Find every line with the string "soccer" in the material below and copy it.

## Supplied material
-------
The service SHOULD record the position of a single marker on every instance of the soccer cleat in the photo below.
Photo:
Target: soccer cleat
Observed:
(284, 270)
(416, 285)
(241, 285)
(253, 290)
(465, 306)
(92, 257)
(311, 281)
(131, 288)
-------
## Answer box
The service SHOULD record the position of a single marker on every instance of the soccer cleat in the photo below.
Target: soccer cleat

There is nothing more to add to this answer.